> Exercise goal
Copy all lines containing the string "reflection" from the records below.

Dataset entries
• • •

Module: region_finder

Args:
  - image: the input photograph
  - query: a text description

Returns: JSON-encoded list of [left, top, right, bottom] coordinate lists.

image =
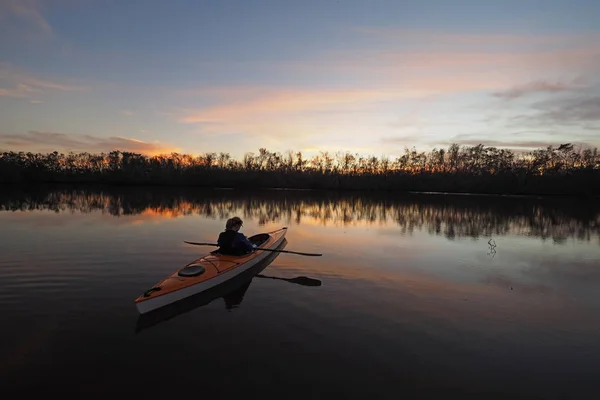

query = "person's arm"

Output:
[[236, 233, 256, 250]]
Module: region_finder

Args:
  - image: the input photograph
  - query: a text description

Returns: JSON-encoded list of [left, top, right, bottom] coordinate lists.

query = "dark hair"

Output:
[[225, 216, 243, 230]]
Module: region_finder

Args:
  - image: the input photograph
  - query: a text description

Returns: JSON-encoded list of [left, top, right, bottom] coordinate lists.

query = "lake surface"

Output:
[[1, 185, 599, 398]]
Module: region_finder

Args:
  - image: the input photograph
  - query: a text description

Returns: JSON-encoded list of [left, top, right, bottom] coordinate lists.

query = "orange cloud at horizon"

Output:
[[0, 131, 180, 156]]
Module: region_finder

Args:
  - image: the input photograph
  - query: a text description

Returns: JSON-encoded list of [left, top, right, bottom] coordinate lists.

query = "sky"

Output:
[[1, 0, 599, 159]]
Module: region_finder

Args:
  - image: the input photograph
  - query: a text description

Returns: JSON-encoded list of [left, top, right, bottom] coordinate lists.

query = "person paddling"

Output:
[[217, 217, 257, 255]]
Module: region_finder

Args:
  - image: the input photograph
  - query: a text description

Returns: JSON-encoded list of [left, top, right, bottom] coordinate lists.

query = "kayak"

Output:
[[134, 227, 288, 314], [135, 242, 287, 333]]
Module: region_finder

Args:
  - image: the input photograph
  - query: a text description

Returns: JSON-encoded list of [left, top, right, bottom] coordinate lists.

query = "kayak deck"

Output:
[[134, 227, 287, 313]]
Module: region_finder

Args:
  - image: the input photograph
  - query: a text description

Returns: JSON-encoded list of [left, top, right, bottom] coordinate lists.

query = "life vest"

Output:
[[217, 230, 247, 255]]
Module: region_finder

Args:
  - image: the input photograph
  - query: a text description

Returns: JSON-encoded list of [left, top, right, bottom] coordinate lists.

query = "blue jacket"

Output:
[[217, 230, 255, 254]]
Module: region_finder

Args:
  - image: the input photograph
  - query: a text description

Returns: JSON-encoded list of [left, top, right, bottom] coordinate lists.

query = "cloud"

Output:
[[0, 0, 52, 37], [0, 131, 179, 155], [532, 96, 600, 123], [287, 28, 600, 81], [268, 30, 600, 105], [179, 88, 411, 124], [0, 64, 87, 100], [173, 27, 600, 151], [177, 86, 428, 143], [381, 136, 434, 146], [0, 88, 28, 98], [121, 110, 135, 116], [491, 80, 579, 100], [177, 76, 504, 132], [353, 28, 600, 49], [509, 96, 600, 129]]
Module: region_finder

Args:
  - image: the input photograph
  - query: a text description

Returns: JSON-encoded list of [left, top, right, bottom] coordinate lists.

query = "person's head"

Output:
[[225, 216, 243, 231]]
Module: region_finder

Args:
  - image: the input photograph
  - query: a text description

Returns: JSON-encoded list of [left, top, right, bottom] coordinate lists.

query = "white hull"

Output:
[[136, 234, 285, 314]]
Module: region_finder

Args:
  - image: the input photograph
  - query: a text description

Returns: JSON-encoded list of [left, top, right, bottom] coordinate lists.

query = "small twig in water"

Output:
[[487, 238, 497, 257]]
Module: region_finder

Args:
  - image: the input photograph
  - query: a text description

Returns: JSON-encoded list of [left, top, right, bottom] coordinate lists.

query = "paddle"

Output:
[[256, 274, 322, 287], [183, 241, 322, 257]]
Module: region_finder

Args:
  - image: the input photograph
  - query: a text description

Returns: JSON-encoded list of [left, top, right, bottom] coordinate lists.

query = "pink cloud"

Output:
[[179, 88, 411, 123], [177, 72, 511, 127], [170, 28, 600, 154], [319, 46, 600, 79], [0, 64, 88, 99], [0, 0, 52, 37], [175, 29, 600, 132], [277, 29, 600, 87], [0, 88, 29, 98]]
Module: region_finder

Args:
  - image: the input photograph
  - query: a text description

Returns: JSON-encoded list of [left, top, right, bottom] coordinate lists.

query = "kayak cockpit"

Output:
[[249, 233, 270, 245]]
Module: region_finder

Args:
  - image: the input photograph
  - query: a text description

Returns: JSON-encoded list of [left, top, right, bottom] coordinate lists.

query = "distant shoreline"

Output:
[[2, 146, 599, 197]]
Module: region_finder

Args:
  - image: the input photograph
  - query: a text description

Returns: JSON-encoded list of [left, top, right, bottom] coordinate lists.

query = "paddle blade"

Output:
[[287, 276, 322, 286], [256, 274, 322, 287]]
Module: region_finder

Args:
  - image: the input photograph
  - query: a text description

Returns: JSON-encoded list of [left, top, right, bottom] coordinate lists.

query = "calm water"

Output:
[[1, 185, 599, 398]]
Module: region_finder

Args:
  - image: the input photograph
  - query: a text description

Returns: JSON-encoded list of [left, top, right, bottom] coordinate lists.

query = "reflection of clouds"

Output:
[[1, 188, 598, 242], [520, 258, 600, 288], [0, 321, 59, 374], [270, 249, 599, 337], [0, 207, 184, 228]]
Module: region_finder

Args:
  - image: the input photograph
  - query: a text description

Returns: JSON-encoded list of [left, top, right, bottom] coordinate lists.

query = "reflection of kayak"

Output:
[[134, 227, 287, 314]]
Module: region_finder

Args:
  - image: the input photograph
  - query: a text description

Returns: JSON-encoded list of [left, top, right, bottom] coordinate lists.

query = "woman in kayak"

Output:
[[217, 217, 257, 255]]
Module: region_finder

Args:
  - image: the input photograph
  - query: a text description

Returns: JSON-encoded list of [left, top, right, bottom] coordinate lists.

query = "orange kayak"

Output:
[[134, 227, 287, 314]]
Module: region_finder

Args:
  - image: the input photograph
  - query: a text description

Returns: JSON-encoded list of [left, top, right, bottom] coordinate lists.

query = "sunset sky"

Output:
[[1, 0, 599, 159]]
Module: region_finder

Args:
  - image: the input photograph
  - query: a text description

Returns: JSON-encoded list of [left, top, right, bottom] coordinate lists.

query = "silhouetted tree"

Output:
[[1, 143, 598, 195]]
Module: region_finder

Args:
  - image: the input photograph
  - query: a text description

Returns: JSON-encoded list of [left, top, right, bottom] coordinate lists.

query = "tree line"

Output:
[[1, 143, 599, 195]]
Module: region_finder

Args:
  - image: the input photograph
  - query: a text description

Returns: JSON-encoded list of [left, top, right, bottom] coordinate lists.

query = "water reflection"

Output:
[[135, 277, 254, 333], [1, 185, 599, 243], [2, 186, 600, 397]]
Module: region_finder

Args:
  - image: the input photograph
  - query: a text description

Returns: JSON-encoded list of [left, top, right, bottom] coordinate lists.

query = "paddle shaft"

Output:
[[183, 241, 322, 257]]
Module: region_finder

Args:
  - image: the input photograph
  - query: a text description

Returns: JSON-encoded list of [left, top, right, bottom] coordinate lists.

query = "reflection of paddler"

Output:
[[223, 281, 251, 310]]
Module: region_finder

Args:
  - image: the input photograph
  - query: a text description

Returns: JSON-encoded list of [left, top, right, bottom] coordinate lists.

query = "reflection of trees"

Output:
[[2, 186, 598, 243], [1, 144, 599, 195]]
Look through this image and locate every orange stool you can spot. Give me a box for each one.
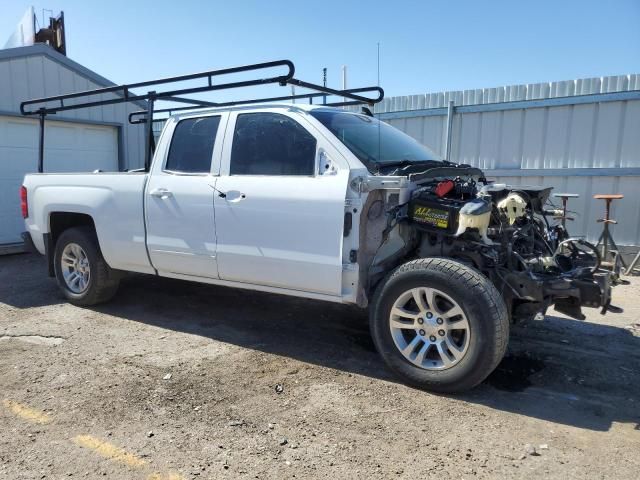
[593,194,626,268]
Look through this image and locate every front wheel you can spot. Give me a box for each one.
[370,258,509,393]
[53,227,120,306]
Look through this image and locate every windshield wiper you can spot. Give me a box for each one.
[377,159,414,169]
[379,159,447,169]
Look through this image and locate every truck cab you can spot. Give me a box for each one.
[144,105,367,300]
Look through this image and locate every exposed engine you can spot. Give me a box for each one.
[365,175,622,322]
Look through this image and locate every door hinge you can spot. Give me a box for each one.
[349,249,358,263]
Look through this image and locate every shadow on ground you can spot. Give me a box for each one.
[0,253,65,309]
[2,253,639,432]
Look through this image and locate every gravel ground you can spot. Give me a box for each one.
[1,253,639,480]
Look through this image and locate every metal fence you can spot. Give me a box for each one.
[373,74,640,253]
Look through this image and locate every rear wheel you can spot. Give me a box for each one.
[370,258,508,393]
[54,227,120,306]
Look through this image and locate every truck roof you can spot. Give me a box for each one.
[169,103,352,121]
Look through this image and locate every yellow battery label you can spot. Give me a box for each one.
[412,206,449,229]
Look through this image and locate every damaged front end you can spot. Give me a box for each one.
[496,240,623,321]
[360,168,623,322]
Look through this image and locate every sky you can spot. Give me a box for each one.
[1,0,639,103]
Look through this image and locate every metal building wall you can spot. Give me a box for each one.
[375,75,640,250]
[0,45,146,170]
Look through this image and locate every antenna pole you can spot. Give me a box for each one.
[341,65,347,106]
[322,68,327,105]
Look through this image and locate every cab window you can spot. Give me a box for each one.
[230,113,316,175]
[165,116,221,173]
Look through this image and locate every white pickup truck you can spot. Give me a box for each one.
[21,102,620,393]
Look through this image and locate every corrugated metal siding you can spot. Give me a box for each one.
[0,51,145,170]
[376,75,640,248]
[373,74,640,113]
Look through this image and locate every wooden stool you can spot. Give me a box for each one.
[553,193,579,228]
[593,194,627,268]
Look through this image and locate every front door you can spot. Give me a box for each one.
[214,110,349,296]
[145,115,224,278]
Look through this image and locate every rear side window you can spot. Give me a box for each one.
[230,113,316,175]
[165,116,221,173]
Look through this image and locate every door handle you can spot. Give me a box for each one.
[149,188,173,199]
[225,190,246,203]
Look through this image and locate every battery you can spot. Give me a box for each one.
[408,196,465,234]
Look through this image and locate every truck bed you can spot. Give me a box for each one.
[23,172,154,275]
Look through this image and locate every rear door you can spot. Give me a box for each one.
[145,114,225,278]
[213,109,350,296]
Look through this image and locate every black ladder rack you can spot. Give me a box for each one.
[20,59,384,172]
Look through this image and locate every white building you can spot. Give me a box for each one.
[0,43,145,248]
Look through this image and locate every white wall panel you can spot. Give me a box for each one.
[8,59,29,112]
[567,104,595,168]
[544,106,571,169]
[620,101,640,168]
[423,116,445,157]
[25,56,45,102]
[521,108,545,169]
[478,111,500,170]
[404,117,424,146]
[498,110,523,169]
[616,177,640,245]
[457,112,481,166]
[593,101,624,168]
[0,61,13,110]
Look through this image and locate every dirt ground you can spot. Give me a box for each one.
[1,253,639,480]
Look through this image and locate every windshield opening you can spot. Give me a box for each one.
[309,110,441,171]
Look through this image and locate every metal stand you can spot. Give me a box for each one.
[627,249,640,275]
[593,194,627,269]
[552,193,579,228]
[144,92,156,171]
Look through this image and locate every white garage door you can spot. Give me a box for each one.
[0,116,118,245]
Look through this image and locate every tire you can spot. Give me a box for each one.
[53,227,120,306]
[370,258,509,393]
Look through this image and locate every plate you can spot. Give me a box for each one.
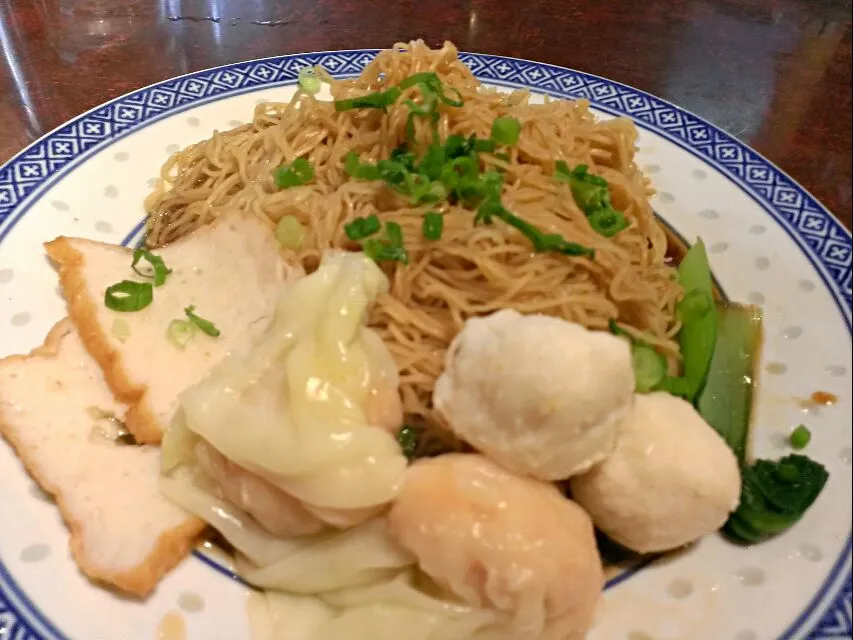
[0,50,850,640]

• • •

> Response to the exercise
query = "reflection of clouds"
query = "reflection of kayak"
query = "water reflection"
query = "reflection of paddler"
query = "reflection of trees"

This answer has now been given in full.